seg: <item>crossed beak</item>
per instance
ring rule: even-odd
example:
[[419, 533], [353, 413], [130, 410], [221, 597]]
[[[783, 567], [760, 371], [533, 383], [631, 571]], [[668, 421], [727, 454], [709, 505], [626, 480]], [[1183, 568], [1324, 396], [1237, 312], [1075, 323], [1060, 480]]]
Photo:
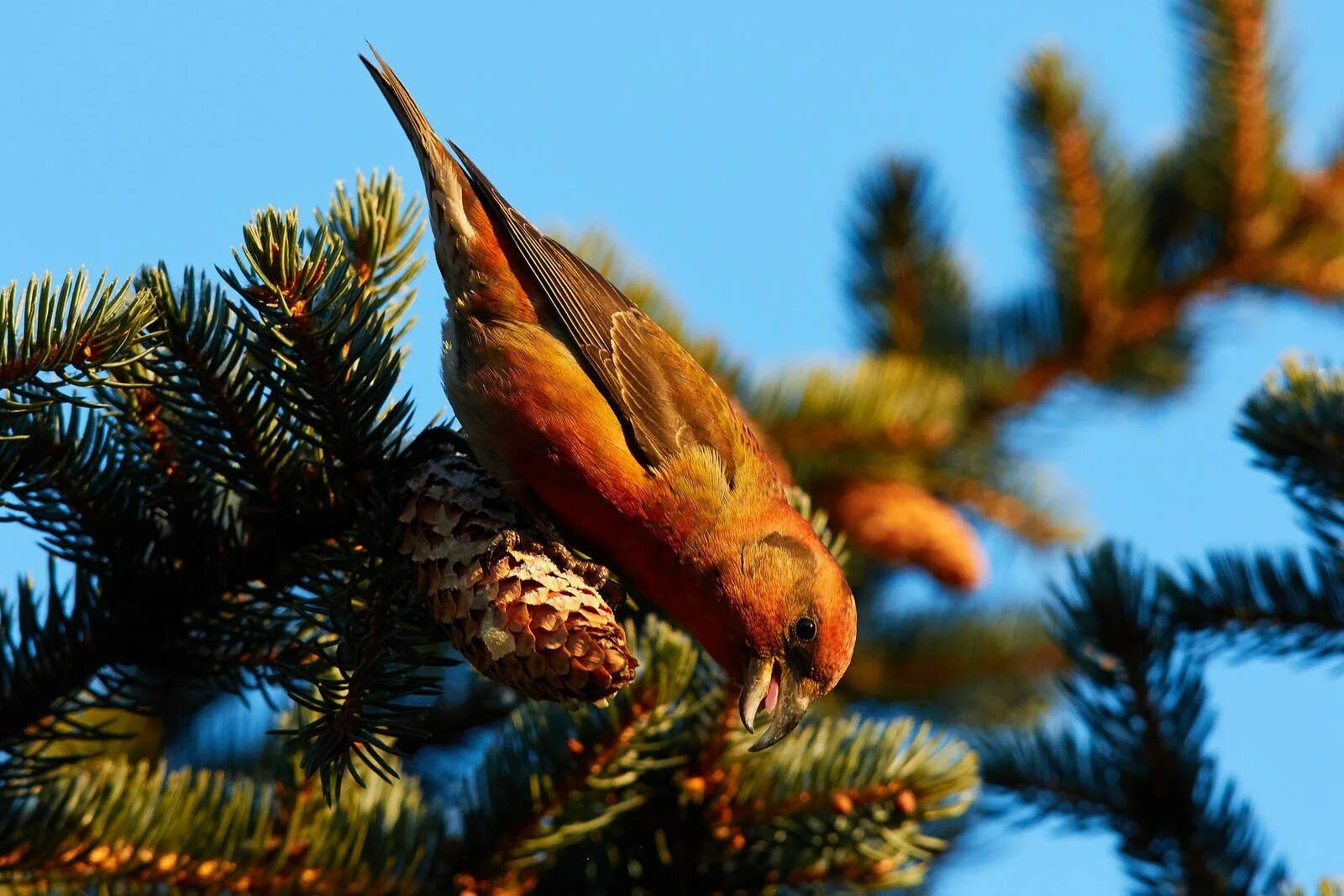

══════════════════════════════

### GOAL
Reproduce all of the data above line for line, with no changes, and leave the picture out of your answer.

### CORRECT RESULT
seg: <item>crossed beak</item>
per instance
ring rule: even-odd
example:
[[419, 533], [353, 413], [130, 410], [221, 597]]
[[[783, 567], [760, 371], [533, 383], [631, 571]], [[668, 421], [727, 454], [709, 505], [626, 480]], [[1183, 568], [1324, 396], [1237, 312], [1075, 323], [1060, 480]]]
Photo:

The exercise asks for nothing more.